*** DATASET RECORDS Section Begins ***

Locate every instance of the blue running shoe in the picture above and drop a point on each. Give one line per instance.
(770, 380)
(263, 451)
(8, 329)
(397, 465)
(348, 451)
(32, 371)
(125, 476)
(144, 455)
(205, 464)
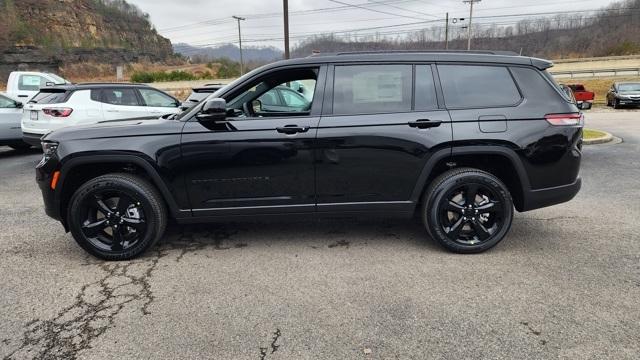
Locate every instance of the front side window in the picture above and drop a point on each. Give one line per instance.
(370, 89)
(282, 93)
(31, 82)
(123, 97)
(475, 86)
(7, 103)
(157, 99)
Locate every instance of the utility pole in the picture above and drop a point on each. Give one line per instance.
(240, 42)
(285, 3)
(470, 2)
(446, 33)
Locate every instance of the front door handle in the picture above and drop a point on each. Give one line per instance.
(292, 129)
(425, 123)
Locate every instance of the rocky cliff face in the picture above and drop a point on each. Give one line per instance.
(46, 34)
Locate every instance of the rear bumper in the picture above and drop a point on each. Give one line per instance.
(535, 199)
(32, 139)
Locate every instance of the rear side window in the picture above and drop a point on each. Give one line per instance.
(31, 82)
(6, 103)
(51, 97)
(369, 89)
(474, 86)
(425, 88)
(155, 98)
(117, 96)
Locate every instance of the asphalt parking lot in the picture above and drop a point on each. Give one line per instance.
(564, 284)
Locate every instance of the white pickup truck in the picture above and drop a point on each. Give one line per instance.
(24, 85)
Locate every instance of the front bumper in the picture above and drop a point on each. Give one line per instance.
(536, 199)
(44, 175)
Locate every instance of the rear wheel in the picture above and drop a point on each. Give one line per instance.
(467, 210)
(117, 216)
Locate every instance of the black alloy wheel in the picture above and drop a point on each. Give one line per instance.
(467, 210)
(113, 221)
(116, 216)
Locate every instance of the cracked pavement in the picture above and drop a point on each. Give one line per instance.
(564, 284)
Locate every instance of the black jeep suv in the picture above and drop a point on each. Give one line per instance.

*** DATASET RECORDS Section Ends ***
*** DATASET RECORDS Section Begins ***

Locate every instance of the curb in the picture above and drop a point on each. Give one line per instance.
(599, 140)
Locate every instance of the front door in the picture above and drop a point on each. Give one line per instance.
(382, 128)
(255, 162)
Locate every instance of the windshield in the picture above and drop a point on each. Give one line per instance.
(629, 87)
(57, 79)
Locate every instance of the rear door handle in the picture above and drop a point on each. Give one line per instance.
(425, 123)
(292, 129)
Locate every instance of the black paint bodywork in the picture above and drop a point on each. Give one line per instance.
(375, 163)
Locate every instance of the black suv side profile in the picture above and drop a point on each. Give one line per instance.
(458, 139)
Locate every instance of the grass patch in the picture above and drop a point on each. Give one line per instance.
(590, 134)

*** DATASET RECORDS Section Ends ***

**WORK TO COMPLETE:**
Scan the entries above for the line containing "Locate every instance of the cracked", and copy it and all lines after it exactly, down to and including the line containing "Locate every instance of the black jeep".

**EXERCISE RESULT:**
Locate every instance of the cracked pavement in the picture above and drop a point on each. Give one line per instance.
(564, 284)
Locate every instance of the black jeep suv in the picture above and drop a point on each. Give one line per instance.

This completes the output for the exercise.